(Beginning of GIVEN DATA)

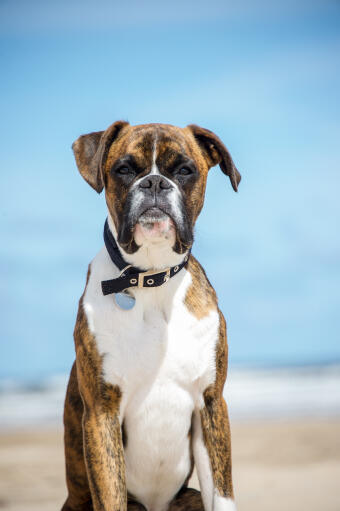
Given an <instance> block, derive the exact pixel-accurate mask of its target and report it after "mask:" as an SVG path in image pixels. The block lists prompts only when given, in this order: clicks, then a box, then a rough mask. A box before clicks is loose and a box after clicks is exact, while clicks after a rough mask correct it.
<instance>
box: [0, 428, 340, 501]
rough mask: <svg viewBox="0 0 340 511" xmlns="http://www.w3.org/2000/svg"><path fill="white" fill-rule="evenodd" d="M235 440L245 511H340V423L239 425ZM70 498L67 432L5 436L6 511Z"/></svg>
mask: <svg viewBox="0 0 340 511" xmlns="http://www.w3.org/2000/svg"><path fill="white" fill-rule="evenodd" d="M232 437H233V466H234V486H235V494H236V501H237V504H238V510H239V511H257V510H259V511H260V510H261V511H284V510H285V511H286V510H288V509H289V511H301V510H308V511H320V510H321V509H322V511H339V509H340V490H339V482H340V421H339V420H335V419H334V420H331V421H327V420H315V419H314V420H308V421H307V420H296V421H290V422H263V421H262V422H247V423H234V424H232ZM191 485H192V486H196V487H197V485H198V483H197V479H196V477H195V476H194V477H193V479H192V483H191ZM65 495H66V487H65V481H64V458H63V444H62V431H61V430H56V429H44V430H34V429H33V428H31V429H30V430H22V431H12V432H11V431H7V432H5V431H3V432H2V433H1V434H0V508H1V509H2V510H6V511H7V510H8V511H52V510H53V511H55V510H58V509H60V507H61V505H62V503H63V500H64V498H65Z"/></svg>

(End of GIVEN DATA)

### [WORK TO COMPLETE]
Look through the records and gather every line containing "instance".

### [RESPONSE TO THIS TASK]
Given an <instance> block, derive the exact pixel-accurate mask of its target and report it after "mask:" as an SVG path in image pixels. The block lists prompts only when given, in this order: clicks, then a box, then a rough mask. A box before clicks is loose and a box after clicks is exact, while clicks after a rough mask correct it.
<instance>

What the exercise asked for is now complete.